Reproduce the records below word for word, from the line containing "the suv windshield" through the end of the records, including both ends. Leave the pictures out of your answer.

========================================

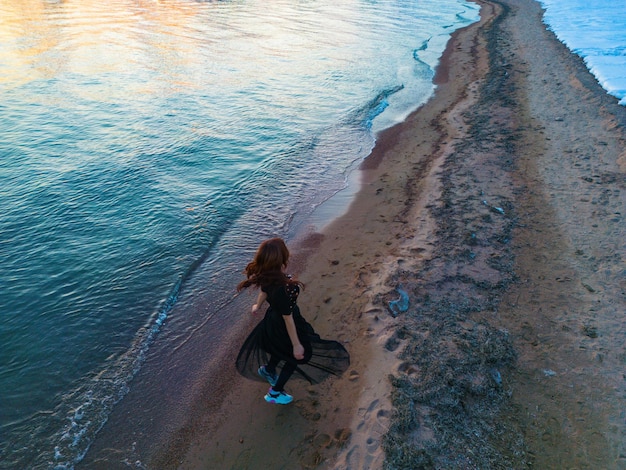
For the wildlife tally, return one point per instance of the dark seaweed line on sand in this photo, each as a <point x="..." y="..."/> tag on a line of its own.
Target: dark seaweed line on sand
<point x="452" y="390"/>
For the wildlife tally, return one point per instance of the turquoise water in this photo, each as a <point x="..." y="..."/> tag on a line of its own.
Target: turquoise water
<point x="596" y="31"/>
<point x="144" y="142"/>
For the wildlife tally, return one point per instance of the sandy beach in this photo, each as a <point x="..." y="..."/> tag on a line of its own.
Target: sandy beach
<point x="492" y="220"/>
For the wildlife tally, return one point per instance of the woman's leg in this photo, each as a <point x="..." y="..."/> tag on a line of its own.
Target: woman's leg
<point x="272" y="364"/>
<point x="285" y="374"/>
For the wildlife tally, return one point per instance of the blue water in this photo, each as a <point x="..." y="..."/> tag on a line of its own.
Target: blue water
<point x="144" y="141"/>
<point x="596" y="31"/>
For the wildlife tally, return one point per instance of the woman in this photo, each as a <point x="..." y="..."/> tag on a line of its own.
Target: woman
<point x="283" y="343"/>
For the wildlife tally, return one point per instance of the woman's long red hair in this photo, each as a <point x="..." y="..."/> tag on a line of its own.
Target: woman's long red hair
<point x="267" y="266"/>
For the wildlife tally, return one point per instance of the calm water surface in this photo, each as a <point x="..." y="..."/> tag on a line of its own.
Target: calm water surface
<point x="142" y="140"/>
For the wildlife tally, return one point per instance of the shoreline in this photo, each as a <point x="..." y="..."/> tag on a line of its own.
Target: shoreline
<point x="509" y="353"/>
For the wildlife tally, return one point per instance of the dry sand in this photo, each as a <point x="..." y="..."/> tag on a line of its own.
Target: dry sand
<point x="497" y="208"/>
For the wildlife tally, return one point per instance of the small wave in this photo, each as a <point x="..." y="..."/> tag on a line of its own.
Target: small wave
<point x="376" y="106"/>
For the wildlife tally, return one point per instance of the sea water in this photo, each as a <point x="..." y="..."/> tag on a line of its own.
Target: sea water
<point x="596" y="31"/>
<point x="145" y="149"/>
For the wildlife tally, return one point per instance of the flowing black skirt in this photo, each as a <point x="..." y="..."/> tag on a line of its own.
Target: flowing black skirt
<point x="269" y="339"/>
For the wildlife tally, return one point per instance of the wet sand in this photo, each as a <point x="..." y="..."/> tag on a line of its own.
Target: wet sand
<point x="497" y="210"/>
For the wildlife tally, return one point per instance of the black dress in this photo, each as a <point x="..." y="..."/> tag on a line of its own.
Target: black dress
<point x="270" y="339"/>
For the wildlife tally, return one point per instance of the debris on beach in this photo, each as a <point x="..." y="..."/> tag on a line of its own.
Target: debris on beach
<point x="400" y="305"/>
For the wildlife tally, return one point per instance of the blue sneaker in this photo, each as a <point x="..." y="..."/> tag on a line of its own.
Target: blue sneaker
<point x="278" y="398"/>
<point x="271" y="378"/>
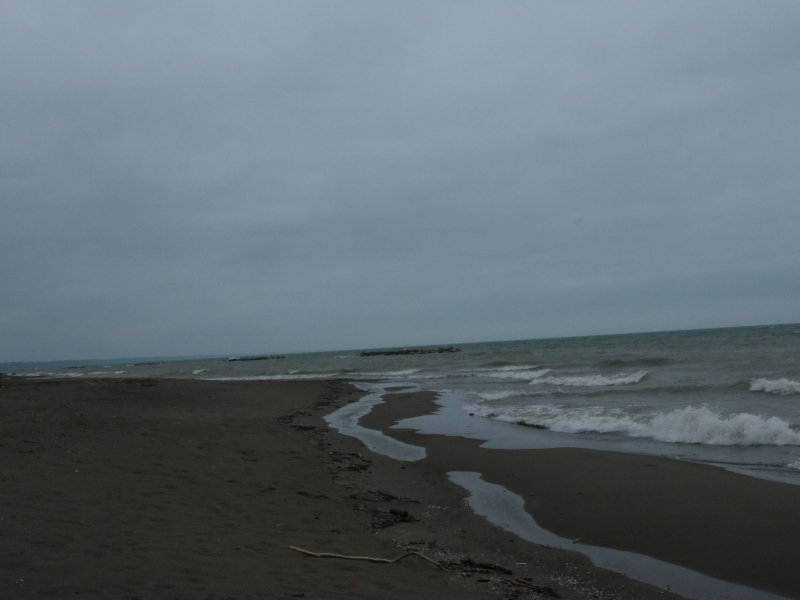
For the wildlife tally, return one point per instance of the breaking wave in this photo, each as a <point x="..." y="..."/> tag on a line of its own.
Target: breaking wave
<point x="780" y="387"/>
<point x="690" y="425"/>
<point x="592" y="380"/>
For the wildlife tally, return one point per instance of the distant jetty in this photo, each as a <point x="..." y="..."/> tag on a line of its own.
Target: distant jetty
<point x="439" y="350"/>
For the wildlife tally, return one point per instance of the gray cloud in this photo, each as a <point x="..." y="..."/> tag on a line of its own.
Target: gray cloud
<point x="188" y="177"/>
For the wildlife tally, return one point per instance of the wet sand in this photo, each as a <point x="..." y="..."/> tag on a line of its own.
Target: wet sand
<point x="722" y="524"/>
<point x="191" y="489"/>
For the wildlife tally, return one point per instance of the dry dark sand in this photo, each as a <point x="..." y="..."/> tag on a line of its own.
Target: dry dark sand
<point x="189" y="489"/>
<point x="722" y="524"/>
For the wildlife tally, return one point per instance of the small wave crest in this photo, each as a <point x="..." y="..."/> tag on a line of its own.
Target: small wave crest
<point x="690" y="425"/>
<point x="779" y="387"/>
<point x="591" y="380"/>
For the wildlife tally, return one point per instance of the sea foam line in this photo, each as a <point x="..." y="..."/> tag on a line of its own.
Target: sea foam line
<point x="780" y="387"/>
<point x="689" y="425"/>
<point x="592" y="380"/>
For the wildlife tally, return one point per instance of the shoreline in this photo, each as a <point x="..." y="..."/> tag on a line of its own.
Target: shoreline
<point x="725" y="525"/>
<point x="158" y="488"/>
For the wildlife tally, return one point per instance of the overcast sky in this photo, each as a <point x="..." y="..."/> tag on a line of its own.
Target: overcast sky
<point x="199" y="177"/>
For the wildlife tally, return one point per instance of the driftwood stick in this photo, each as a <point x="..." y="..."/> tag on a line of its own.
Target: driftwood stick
<point x="366" y="558"/>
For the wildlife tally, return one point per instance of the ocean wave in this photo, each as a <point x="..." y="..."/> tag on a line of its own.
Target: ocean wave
<point x="690" y="425"/>
<point x="498" y="395"/>
<point x="517" y="374"/>
<point x="779" y="387"/>
<point x="387" y="374"/>
<point x="592" y="380"/>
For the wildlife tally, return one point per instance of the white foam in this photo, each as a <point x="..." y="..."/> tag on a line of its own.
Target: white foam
<point x="518" y="374"/>
<point x="592" y="380"/>
<point x="780" y="387"/>
<point x="690" y="425"/>
<point x="388" y="374"/>
<point x="498" y="395"/>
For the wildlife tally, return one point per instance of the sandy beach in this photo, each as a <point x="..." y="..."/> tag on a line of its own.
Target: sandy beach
<point x="191" y="489"/>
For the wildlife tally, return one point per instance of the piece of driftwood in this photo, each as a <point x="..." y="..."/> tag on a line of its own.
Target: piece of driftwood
<point x="366" y="558"/>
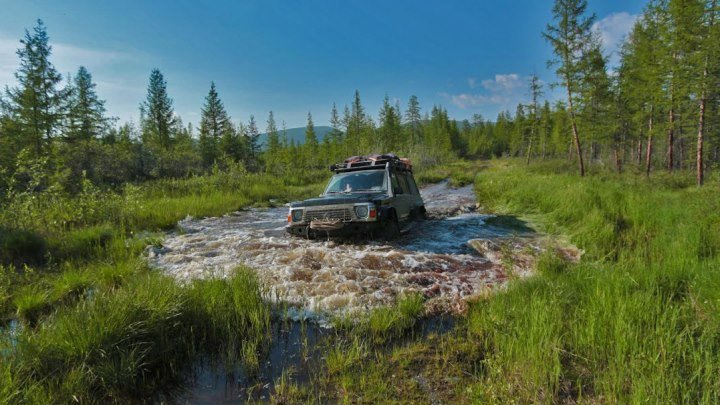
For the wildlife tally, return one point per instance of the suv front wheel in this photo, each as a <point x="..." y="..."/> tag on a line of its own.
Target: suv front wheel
<point x="391" y="227"/>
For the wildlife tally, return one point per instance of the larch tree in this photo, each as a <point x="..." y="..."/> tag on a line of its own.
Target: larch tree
<point x="252" y="135"/>
<point x="273" y="144"/>
<point x="535" y="94"/>
<point x="214" y="125"/>
<point x="86" y="118"/>
<point x="36" y="106"/>
<point x="389" y="127"/>
<point x="311" y="144"/>
<point x="570" y="34"/>
<point x="158" y="116"/>
<point x="709" y="56"/>
<point x="413" y="119"/>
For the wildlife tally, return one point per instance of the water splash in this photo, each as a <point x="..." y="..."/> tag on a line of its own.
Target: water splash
<point x="330" y="276"/>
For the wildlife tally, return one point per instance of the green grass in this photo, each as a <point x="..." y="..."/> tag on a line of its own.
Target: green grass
<point x="634" y="322"/>
<point x="131" y="343"/>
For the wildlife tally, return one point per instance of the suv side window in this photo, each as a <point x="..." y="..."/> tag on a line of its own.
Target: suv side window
<point x="395" y="183"/>
<point x="413" y="186"/>
<point x="403" y="183"/>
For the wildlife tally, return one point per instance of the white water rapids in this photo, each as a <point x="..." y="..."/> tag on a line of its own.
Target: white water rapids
<point x="434" y="257"/>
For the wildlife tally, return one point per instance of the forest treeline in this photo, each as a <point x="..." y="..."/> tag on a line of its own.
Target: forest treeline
<point x="659" y="108"/>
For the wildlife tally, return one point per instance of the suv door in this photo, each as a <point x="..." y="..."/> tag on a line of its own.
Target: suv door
<point x="402" y="195"/>
<point x="417" y="201"/>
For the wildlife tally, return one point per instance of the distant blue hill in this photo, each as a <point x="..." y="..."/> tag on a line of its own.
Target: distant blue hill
<point x="298" y="135"/>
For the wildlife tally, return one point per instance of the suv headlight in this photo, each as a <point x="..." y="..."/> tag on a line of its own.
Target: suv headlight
<point x="362" y="211"/>
<point x="296" y="215"/>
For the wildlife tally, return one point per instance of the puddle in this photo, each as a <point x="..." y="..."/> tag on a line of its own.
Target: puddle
<point x="297" y="351"/>
<point x="294" y="351"/>
<point x="433" y="258"/>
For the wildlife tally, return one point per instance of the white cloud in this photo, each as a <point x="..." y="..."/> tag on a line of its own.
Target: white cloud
<point x="613" y="29"/>
<point x="66" y="58"/>
<point x="504" y="91"/>
<point x="503" y="83"/>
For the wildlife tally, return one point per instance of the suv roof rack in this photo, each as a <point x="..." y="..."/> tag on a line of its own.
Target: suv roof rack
<point x="355" y="163"/>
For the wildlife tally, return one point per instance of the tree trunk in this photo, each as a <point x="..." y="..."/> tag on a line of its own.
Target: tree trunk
<point x="671" y="126"/>
<point x="529" y="150"/>
<point x="648" y="155"/>
<point x="576" y="136"/>
<point x="700" y="176"/>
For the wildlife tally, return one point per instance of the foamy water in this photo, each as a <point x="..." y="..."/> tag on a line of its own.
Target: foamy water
<point x="327" y="276"/>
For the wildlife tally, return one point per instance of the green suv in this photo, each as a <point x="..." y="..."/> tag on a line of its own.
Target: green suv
<point x="371" y="195"/>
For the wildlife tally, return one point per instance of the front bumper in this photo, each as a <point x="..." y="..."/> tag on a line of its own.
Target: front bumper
<point x="348" y="229"/>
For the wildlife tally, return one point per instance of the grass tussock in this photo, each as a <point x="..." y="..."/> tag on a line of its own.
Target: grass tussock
<point x="634" y="322"/>
<point x="135" y="342"/>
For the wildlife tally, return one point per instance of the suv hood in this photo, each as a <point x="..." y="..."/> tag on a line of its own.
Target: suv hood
<point x="333" y="199"/>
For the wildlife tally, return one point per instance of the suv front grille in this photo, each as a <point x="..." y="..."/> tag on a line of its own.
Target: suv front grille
<point x="342" y="214"/>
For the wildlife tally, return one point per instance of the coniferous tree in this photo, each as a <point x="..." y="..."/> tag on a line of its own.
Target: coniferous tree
<point x="569" y="36"/>
<point x="273" y="144"/>
<point x="536" y="93"/>
<point x="86" y="112"/>
<point x="214" y="125"/>
<point x="389" y="127"/>
<point x="252" y="135"/>
<point x="710" y="42"/>
<point x="311" y="144"/>
<point x="158" y="117"/>
<point x="36" y="105"/>
<point x="413" y="118"/>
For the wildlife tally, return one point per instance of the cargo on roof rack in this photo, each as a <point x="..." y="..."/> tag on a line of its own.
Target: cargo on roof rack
<point x="354" y="163"/>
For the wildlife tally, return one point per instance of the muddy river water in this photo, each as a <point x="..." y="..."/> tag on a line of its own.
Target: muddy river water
<point x="454" y="255"/>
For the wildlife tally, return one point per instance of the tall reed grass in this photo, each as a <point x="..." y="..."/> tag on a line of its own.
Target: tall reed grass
<point x="635" y="322"/>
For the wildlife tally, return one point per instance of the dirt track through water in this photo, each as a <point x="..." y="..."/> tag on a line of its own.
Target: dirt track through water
<point x="320" y="277"/>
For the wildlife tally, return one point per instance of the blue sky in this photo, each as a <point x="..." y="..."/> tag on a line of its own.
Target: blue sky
<point x="298" y="56"/>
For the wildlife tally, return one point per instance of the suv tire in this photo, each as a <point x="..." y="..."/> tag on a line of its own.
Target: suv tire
<point x="391" y="228"/>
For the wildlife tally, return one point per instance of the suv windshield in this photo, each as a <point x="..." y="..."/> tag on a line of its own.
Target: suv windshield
<point x="375" y="180"/>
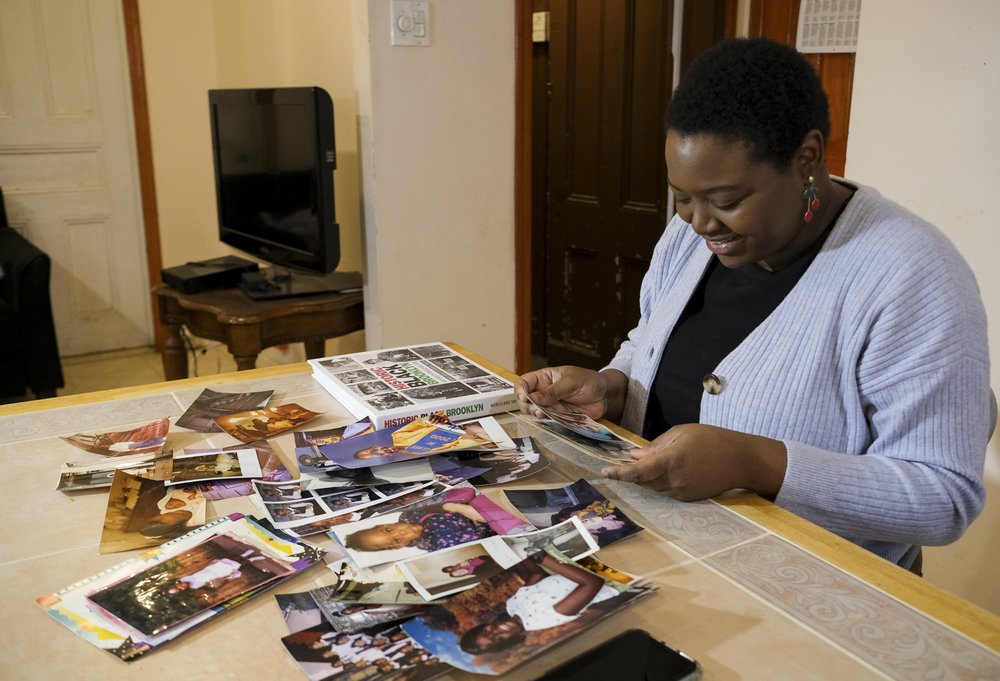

========================================

# Task solution
For the wildlife tally, return one point per instance of the suv windshield in this photo, each as a <point x="..." y="..."/> tag on a line of its own.
Target: suv windshield
<point x="375" y="180"/>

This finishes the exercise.